Region annotation entries
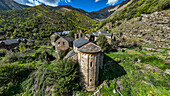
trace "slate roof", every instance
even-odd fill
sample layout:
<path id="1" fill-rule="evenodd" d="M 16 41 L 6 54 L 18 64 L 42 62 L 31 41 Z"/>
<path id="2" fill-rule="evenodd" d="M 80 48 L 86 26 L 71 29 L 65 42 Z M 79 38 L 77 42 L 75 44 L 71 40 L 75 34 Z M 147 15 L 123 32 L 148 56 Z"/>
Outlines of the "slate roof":
<path id="1" fill-rule="evenodd" d="M 88 33 L 88 35 L 90 35 L 90 36 L 99 36 L 100 34 L 103 34 L 105 36 L 112 36 L 113 35 L 113 33 L 97 33 L 97 32 Z"/>
<path id="2" fill-rule="evenodd" d="M 70 31 L 63 31 L 63 34 L 68 35 Z"/>
<path id="3" fill-rule="evenodd" d="M 106 34 L 107 31 L 99 31 L 99 33 L 101 33 L 101 34 Z"/>
<path id="4" fill-rule="evenodd" d="M 88 43 L 82 46 L 79 51 L 84 53 L 98 53 L 101 52 L 101 48 L 94 43 Z"/>
<path id="5" fill-rule="evenodd" d="M 65 58 L 69 58 L 69 57 L 71 57 L 71 56 L 73 56 L 73 55 L 75 55 L 75 54 L 77 54 L 74 50 L 72 50 L 72 51 L 70 51 L 67 55 L 66 55 L 66 57 Z"/>
<path id="6" fill-rule="evenodd" d="M 74 39 L 72 37 L 70 37 L 70 36 L 62 36 L 62 38 L 64 38 L 68 42 L 73 42 L 74 41 Z"/>
<path id="7" fill-rule="evenodd" d="M 80 39 L 77 39 L 75 41 L 73 41 L 73 45 L 77 48 L 83 46 L 84 44 L 87 44 L 89 43 L 90 41 L 84 39 L 84 38 L 80 38 Z"/>

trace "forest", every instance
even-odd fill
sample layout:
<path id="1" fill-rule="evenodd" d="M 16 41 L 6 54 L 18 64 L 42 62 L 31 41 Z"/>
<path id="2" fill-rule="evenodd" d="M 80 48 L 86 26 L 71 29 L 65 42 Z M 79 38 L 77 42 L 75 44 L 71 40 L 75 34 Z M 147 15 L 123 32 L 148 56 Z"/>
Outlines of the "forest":
<path id="1" fill-rule="evenodd" d="M 78 11 L 59 12 L 45 5 L 0 11 L 0 39 L 28 38 L 42 45 L 49 43 L 54 32 L 78 28 L 90 32 L 97 22 Z"/>

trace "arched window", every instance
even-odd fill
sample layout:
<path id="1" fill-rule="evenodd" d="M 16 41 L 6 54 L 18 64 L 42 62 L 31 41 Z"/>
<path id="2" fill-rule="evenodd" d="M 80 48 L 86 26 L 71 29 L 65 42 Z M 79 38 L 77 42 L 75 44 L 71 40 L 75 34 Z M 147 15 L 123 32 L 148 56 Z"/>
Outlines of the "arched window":
<path id="1" fill-rule="evenodd" d="M 90 82 L 92 82 L 92 79 L 90 79 Z"/>
<path id="2" fill-rule="evenodd" d="M 93 66 L 93 62 L 90 62 L 90 67 L 92 67 Z"/>

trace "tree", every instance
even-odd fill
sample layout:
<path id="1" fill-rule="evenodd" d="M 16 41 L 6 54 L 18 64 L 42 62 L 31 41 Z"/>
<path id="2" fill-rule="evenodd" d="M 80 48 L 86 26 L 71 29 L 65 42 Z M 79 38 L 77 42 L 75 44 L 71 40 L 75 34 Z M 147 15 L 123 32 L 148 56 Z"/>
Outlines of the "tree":
<path id="1" fill-rule="evenodd" d="M 72 30 L 72 31 L 69 32 L 68 36 L 74 38 L 74 33 L 76 33 L 76 31 L 75 31 L 75 30 Z"/>
<path id="2" fill-rule="evenodd" d="M 101 47 L 103 51 L 106 51 L 109 48 L 109 43 L 105 35 L 99 35 L 99 37 L 97 38 L 97 44 Z"/>

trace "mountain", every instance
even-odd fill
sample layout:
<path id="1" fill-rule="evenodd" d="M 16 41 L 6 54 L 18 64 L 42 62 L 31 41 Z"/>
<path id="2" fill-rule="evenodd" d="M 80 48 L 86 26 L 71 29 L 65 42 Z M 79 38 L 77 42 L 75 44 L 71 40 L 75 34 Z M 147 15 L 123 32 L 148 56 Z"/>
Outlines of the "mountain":
<path id="1" fill-rule="evenodd" d="M 130 4 L 130 1 L 131 0 L 125 0 L 118 5 L 109 6 L 99 11 L 91 12 L 89 13 L 89 16 L 93 19 L 104 20 L 108 18 L 110 15 L 112 15 L 113 13 L 118 12 L 119 10 L 122 10 L 124 6 L 127 6 L 128 4 Z"/>
<path id="2" fill-rule="evenodd" d="M 82 29 L 90 32 L 98 21 L 76 10 L 60 12 L 39 5 L 22 10 L 0 11 L 0 39 L 30 38 L 45 44 L 56 31 Z"/>
<path id="3" fill-rule="evenodd" d="M 50 7 L 50 9 L 59 10 L 61 12 L 76 10 L 76 11 L 79 11 L 79 12 L 87 15 L 88 17 L 90 17 L 92 19 L 103 20 L 103 19 L 106 19 L 107 17 L 109 17 L 111 14 L 117 12 L 118 10 L 121 10 L 122 7 L 129 4 L 130 1 L 131 0 L 125 0 L 118 5 L 109 6 L 109 7 L 106 7 L 104 9 L 101 9 L 99 11 L 94 11 L 94 12 L 86 12 L 82 9 L 73 8 L 72 6 L 69 6 L 69 5 L 61 5 L 61 6 L 57 6 L 57 7 Z"/>
<path id="4" fill-rule="evenodd" d="M 0 0 L 0 10 L 16 10 L 28 7 L 29 6 L 19 4 L 13 0 Z"/>
<path id="5" fill-rule="evenodd" d="M 103 28 L 106 24 L 115 23 L 119 20 L 129 20 L 133 17 L 140 17 L 141 14 L 167 10 L 170 8 L 169 6 L 169 0 L 131 0 L 122 6 L 122 8 L 116 10 L 109 18 L 100 22 L 98 29 Z"/>
<path id="6" fill-rule="evenodd" d="M 131 0 L 125 0 L 118 5 L 109 6 L 104 9 L 101 9 L 99 11 L 94 11 L 94 12 L 86 12 L 82 9 L 74 8 L 69 5 L 60 5 L 57 7 L 48 6 L 48 8 L 51 10 L 57 10 L 57 11 L 61 11 L 61 12 L 75 10 L 75 11 L 79 11 L 79 12 L 87 15 L 88 17 L 90 17 L 92 19 L 103 20 L 103 19 L 106 19 L 107 17 L 109 17 L 111 14 L 117 12 L 117 10 L 120 10 L 122 8 L 122 6 L 128 4 L 129 1 L 131 1 Z M 24 8 L 28 8 L 28 7 L 29 6 L 21 5 L 13 0 L 1 0 L 0 1 L 0 10 L 16 10 L 16 9 L 24 9 Z"/>

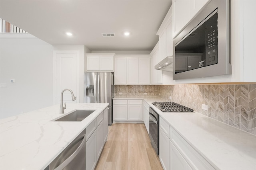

--- To be done ---
Please count the lines of the material above that contain the string "slate", with case mattering, and give only the number.

--- Solution for this exercise ---
2